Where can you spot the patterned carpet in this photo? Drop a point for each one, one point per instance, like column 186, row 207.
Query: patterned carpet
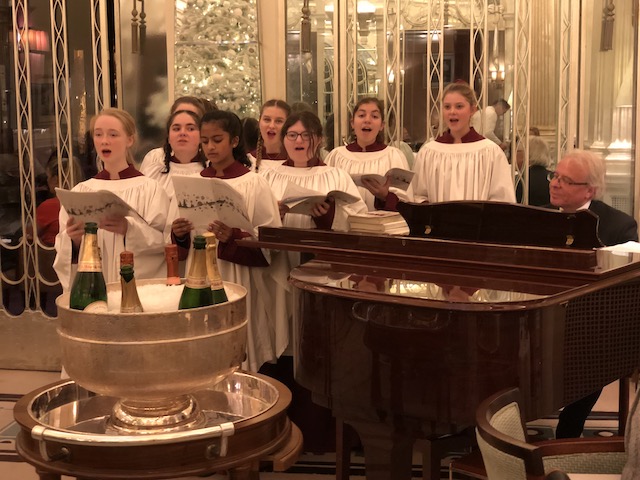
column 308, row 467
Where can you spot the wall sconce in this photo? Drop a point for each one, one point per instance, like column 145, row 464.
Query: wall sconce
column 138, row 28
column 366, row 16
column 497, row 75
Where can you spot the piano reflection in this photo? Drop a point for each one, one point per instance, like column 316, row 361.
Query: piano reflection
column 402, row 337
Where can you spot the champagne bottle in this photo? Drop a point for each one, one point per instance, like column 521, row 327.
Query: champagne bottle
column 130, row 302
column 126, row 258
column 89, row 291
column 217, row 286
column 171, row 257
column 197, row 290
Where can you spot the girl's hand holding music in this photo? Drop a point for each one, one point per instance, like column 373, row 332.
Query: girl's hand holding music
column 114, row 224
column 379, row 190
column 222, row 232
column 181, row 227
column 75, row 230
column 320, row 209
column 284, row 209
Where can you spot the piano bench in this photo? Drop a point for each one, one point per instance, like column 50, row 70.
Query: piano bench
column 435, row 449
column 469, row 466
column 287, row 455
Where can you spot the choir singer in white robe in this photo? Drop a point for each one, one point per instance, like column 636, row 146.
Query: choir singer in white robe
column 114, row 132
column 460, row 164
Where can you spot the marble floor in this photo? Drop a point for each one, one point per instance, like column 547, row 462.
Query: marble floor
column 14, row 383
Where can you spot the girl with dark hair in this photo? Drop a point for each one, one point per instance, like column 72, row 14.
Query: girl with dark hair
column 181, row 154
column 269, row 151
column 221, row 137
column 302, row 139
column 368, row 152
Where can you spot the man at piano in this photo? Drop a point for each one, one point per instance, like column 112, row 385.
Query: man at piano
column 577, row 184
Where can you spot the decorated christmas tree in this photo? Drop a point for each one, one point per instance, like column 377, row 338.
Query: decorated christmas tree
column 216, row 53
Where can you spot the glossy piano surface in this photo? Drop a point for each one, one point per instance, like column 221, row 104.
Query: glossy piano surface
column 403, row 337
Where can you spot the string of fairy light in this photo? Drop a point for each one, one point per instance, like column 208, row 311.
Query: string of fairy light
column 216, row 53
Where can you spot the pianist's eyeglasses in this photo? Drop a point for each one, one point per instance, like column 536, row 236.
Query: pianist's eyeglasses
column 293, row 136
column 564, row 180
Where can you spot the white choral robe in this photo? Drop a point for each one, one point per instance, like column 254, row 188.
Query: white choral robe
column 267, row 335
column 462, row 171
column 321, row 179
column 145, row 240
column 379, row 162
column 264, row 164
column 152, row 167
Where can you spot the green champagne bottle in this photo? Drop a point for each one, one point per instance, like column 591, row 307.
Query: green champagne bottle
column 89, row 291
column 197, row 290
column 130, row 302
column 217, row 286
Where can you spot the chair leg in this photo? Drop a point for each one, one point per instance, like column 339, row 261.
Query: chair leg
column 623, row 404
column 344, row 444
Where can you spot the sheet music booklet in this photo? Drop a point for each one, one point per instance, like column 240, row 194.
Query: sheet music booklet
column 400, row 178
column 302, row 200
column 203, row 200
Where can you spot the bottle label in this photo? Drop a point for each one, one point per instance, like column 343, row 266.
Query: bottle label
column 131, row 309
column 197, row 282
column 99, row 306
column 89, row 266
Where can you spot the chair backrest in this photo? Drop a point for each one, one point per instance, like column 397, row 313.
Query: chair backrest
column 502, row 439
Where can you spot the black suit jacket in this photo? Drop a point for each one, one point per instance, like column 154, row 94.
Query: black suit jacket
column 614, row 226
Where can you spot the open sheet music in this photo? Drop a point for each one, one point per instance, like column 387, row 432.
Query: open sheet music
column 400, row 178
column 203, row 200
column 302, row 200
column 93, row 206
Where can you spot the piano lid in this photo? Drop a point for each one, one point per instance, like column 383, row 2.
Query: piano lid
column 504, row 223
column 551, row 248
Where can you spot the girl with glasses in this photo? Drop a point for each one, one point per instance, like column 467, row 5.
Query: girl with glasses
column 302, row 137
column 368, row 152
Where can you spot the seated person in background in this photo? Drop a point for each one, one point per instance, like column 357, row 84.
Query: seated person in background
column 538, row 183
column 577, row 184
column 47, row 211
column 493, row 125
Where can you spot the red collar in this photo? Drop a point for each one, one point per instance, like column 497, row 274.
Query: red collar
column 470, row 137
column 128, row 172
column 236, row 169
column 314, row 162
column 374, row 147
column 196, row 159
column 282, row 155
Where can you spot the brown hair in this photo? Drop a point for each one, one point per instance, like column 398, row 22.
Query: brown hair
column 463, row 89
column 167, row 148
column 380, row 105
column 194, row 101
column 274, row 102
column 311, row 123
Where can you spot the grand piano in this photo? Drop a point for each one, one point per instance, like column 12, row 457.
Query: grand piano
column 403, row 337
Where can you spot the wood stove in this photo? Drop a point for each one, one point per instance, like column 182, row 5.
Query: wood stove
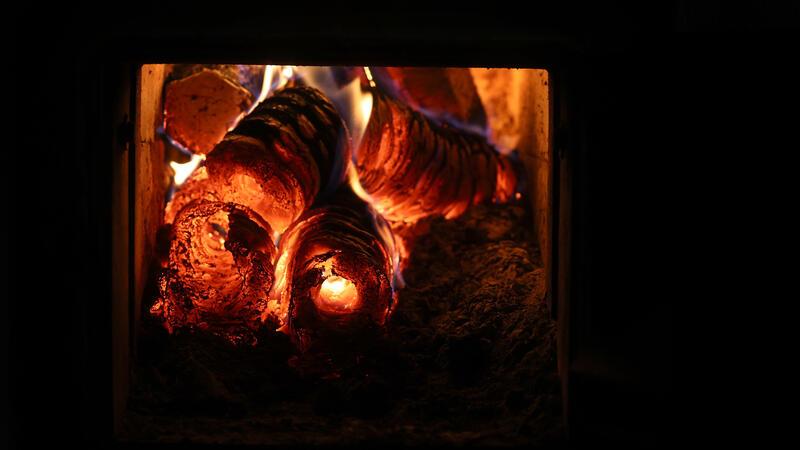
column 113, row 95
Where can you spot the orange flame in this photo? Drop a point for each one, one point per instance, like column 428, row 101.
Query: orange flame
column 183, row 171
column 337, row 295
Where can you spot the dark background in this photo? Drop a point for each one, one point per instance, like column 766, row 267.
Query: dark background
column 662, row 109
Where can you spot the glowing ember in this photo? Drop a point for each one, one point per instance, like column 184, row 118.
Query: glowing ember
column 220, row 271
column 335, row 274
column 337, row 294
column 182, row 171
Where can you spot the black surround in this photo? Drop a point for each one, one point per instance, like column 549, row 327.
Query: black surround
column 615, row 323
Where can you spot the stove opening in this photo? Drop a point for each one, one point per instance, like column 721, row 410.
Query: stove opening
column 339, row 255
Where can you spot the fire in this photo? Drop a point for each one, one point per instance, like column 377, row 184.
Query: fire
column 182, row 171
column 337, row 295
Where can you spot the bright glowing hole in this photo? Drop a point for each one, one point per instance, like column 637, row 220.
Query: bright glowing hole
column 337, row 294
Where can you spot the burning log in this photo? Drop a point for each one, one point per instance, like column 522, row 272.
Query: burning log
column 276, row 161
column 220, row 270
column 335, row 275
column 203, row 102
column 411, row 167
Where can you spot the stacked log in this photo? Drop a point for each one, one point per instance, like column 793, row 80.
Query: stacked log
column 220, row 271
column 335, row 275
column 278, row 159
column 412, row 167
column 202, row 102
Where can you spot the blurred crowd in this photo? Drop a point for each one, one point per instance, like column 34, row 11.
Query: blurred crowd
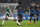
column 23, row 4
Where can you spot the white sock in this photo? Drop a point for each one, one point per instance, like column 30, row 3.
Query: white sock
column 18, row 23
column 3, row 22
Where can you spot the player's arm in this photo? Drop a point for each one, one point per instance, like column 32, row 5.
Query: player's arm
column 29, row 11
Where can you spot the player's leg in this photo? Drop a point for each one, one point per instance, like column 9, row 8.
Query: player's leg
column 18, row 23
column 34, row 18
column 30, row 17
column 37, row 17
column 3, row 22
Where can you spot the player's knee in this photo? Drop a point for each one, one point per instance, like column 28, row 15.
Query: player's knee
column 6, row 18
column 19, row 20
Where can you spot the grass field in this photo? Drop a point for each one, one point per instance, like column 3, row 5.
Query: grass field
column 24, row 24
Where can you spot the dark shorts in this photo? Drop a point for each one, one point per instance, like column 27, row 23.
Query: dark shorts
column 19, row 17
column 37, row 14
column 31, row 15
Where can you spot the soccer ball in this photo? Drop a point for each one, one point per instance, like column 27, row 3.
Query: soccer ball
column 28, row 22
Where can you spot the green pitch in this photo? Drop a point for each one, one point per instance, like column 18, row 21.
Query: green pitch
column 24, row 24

##########

Copy out every row above word for word, and leave the pictures out of your copy.

Where can you spot the patterned carpet in this photo? Drop a point for each one, one point per instance, like column 186, row 207.
Query: patterned carpet
column 308, row 467
Where can you spot the wall sconce in this photo? Drop a point for each one, one point per instance, like column 145, row 464.
Query: wall sconce
column 138, row 28
column 366, row 16
column 497, row 75
Where can you spot the piano reflection in this photo? Drop a point for each one, one point per instance, like column 316, row 361.
Query: piano reflection
column 402, row 337
Where can you spot the champagne bottle in this photo? Drop a point for each one, one point per instance, like column 521, row 327.
Query: champagne bottle
column 130, row 302
column 126, row 258
column 89, row 291
column 217, row 286
column 171, row 257
column 197, row 290
Where can you spot the girl's hand holding music in this photo? Drop a point for each one, one point per instance, like column 373, row 332.
Query: girl's hand holding music
column 114, row 224
column 379, row 190
column 222, row 232
column 181, row 227
column 75, row 230
column 320, row 209
column 284, row 209
Where can you spot the piano bench in this photo? Drop a point for each one, one point per instance, like column 50, row 70.
Query: piano bench
column 435, row 449
column 469, row 466
column 287, row 455
Where can you spot the choir singer in white robe in this photo? Drop a point for each one, one point per instance, like column 636, row 146.
Query: choir singer in white robe
column 114, row 132
column 460, row 164
Where can you spot the marble floor in this photo? Drop a point for each one, one point per instance, like column 547, row 462.
Query: marble floor
column 14, row 383
Where can you spot the girl with dark hair in this photo? Drop a point for each one, one point per instance, like column 72, row 14.
Query: girl with dark hair
column 181, row 154
column 269, row 151
column 221, row 137
column 302, row 139
column 368, row 152
Where can you spot the man at piano in this photo? Drop a point for each one, one point per instance, like column 112, row 385.
Query: man at piano
column 577, row 184
Where can you spot the decorated christmas tree in this photo? Drop a point for each one, one point per instance, like column 377, row 338.
Query: decorated christmas tree
column 216, row 53
Where can you spot the glossy piano surface in this photo? Drop a point for each one, one point per instance, like column 221, row 104.
Query: glossy piano surface
column 403, row 337
Where can you spot the string of fairy light in this photo? Drop a point for each one, one point per instance, like column 208, row 311.
Query: string of fairy light
column 216, row 53
Where can you spot the pianist's eyeglasses in this photo? Drop a point for each one, one point per instance, like column 536, row 236.
Query: pianist's eyeglasses
column 293, row 136
column 564, row 180
Where can you spot the white choral robe in this photo? Drop a point for each one, one point per instance, like column 254, row 188.
Query: white choral robe
column 267, row 335
column 462, row 171
column 321, row 179
column 145, row 240
column 379, row 162
column 264, row 164
column 152, row 167
Where can you spot the green champagne bottle in this photo? Drop a point for each one, one point per instance, like column 591, row 307.
Query: green champagne bottle
column 89, row 291
column 197, row 290
column 130, row 302
column 217, row 286
Where can you spot the chair leg in this photo? Drop a point for each one, one point per instance, like column 339, row 261.
Query: chair leg
column 623, row 404
column 344, row 444
Where can you spot the sheet music booklet in this photo? Drop a point for each one, one point per instance, like column 240, row 194.
Query: sheet music booklet
column 400, row 178
column 302, row 200
column 203, row 200
Where can you spot the bottle label in this photo? Drop a point for each one, one point per instance, like column 343, row 266.
Query: bottle label
column 131, row 309
column 197, row 282
column 99, row 306
column 89, row 266
Where can you spot the chair backrest in this photo? Drop a point for each one, one point per instance, like column 397, row 313.
Query: chair backrest
column 502, row 439
Where can you spot the black suit jacket in this photo? Drop a point for each one, one point per instance, like column 154, row 94.
Query: black suit jacket
column 614, row 226
Where can you spot the open sheet music in this photo? Drop a point for each one, one point per instance, like column 387, row 432.
Query: open sheet music
column 400, row 178
column 203, row 200
column 302, row 200
column 93, row 206
Where can you spot the piano lid in this photo? Drop a point for each one, one point per instance, like column 383, row 2.
Query: piano lid
column 504, row 223
column 551, row 248
Where can you spot the girl with glasses in this photo? Drop a point for each one, one point per instance, like column 467, row 5.
Query: girl with glasses
column 302, row 137
column 368, row 152
Where can you spot the seated person in background in this photo? Drop a point for each one, one point per instance, like column 357, row 84.
Query: seated person in background
column 538, row 183
column 577, row 184
column 47, row 211
column 493, row 125
Where can you spot the red collar in this photo? Drop a point for each one, one point per instance, like column 497, row 274.
Query: red collar
column 470, row 137
column 128, row 172
column 236, row 169
column 314, row 162
column 374, row 147
column 196, row 159
column 282, row 155
Where can you spot the brown hair in this photo? Drop a point for each one, one point per instance, like column 398, row 22.
Query: brown hair
column 463, row 89
column 167, row 148
column 380, row 105
column 194, row 101
column 274, row 102
column 311, row 123
Where can you spot the grand piano in this photo? Drop a point for each one, one point per instance, like column 12, row 457.
Query: grand piano
column 403, row 337
Where can you spot the wood stove in this photo? Drop a point for each one, one point per instance, like column 182, row 5.
Query: wood stove
column 113, row 95
Where can you spot the orange flame in this photo? Drop a point for each one, one point per instance, like column 428, row 101.
Query: orange flame
column 183, row 171
column 337, row 295
Where can you spot the dark background in this photo? Drop a point for each one, one point per instance, like column 766, row 267.
Query: dark background
column 662, row 109
Where can you spot the glowing ember in this photo? Drop a point for each one, one point per instance, like column 184, row 118.
Query: glowing ember
column 220, row 271
column 335, row 274
column 337, row 294
column 182, row 171
Where can you spot the black surround in this photo? Drop a point for each one, one point per instance, like column 549, row 327.
Query: black surround
column 615, row 323
Where can you spot the stove opening in this photo? Drop a point for each one, one point per instance, like column 721, row 410.
Query: stove opening
column 339, row 255
Where can you spot the fire in this photo? Drop a point for each one, one point per instance, like column 377, row 184.
Query: fire
column 182, row 171
column 337, row 295
Where can you spot the bright glowing hole in this photo? Drop a point for each one, one point per instance, like column 637, row 220.
Query: bright glowing hole
column 337, row 294
Where can you spot the burning log in this photo? Drop a point for each one, one point per instance, like column 522, row 272.
Query: burning log
column 276, row 161
column 220, row 270
column 335, row 275
column 203, row 102
column 411, row 167
Where can you spot the stacked log in this photo? Drop a point for each one, one point per instance, like column 793, row 80.
Query: stacked log
column 220, row 271
column 335, row 275
column 278, row 159
column 412, row 167
column 202, row 102
Where can you spot the blurred crowd in this photo? Drop a point for each one, one point per instance, like column 34, row 11.
Query: blurred crowd
column 23, row 4
Where can you spot the white sock in this photo? Drop a point for each one, one point per instance, like column 30, row 3.
Query: white sock
column 18, row 23
column 3, row 22
Where can you spot the player's arm in this photo? Drop a point for each one, one point per instance, like column 32, row 5.
Query: player's arm
column 29, row 11
Where can you spot the player's leg in this photo? Drop a point for each one, one point per instance, like column 9, row 8.
Query: player's leg
column 18, row 23
column 34, row 18
column 30, row 17
column 37, row 17
column 3, row 22
Where can you spot the player's knee in this photo? Drop a point for each one, one point per instance, like column 28, row 15.
Query: player's knee
column 6, row 18
column 19, row 20
Where can you spot the grass field in this photo? Drop a point for each one, one point per instance, like column 3, row 5.
Query: grass field
column 24, row 24
Where can you spot the dark shorts in this photo? Drop a point for each one, one point per instance, like column 27, row 23.
Query: dark shorts
column 19, row 17
column 37, row 14
column 31, row 15
Where can you spot the soccer ball in this photo? Drop a point for each one, one point per instance, like column 27, row 3.
Query: soccer ball
column 28, row 22
Where can you spot the green pitch in this photo? Drop a point for each one, one point per instance, like column 18, row 21.
Query: green pitch
column 24, row 24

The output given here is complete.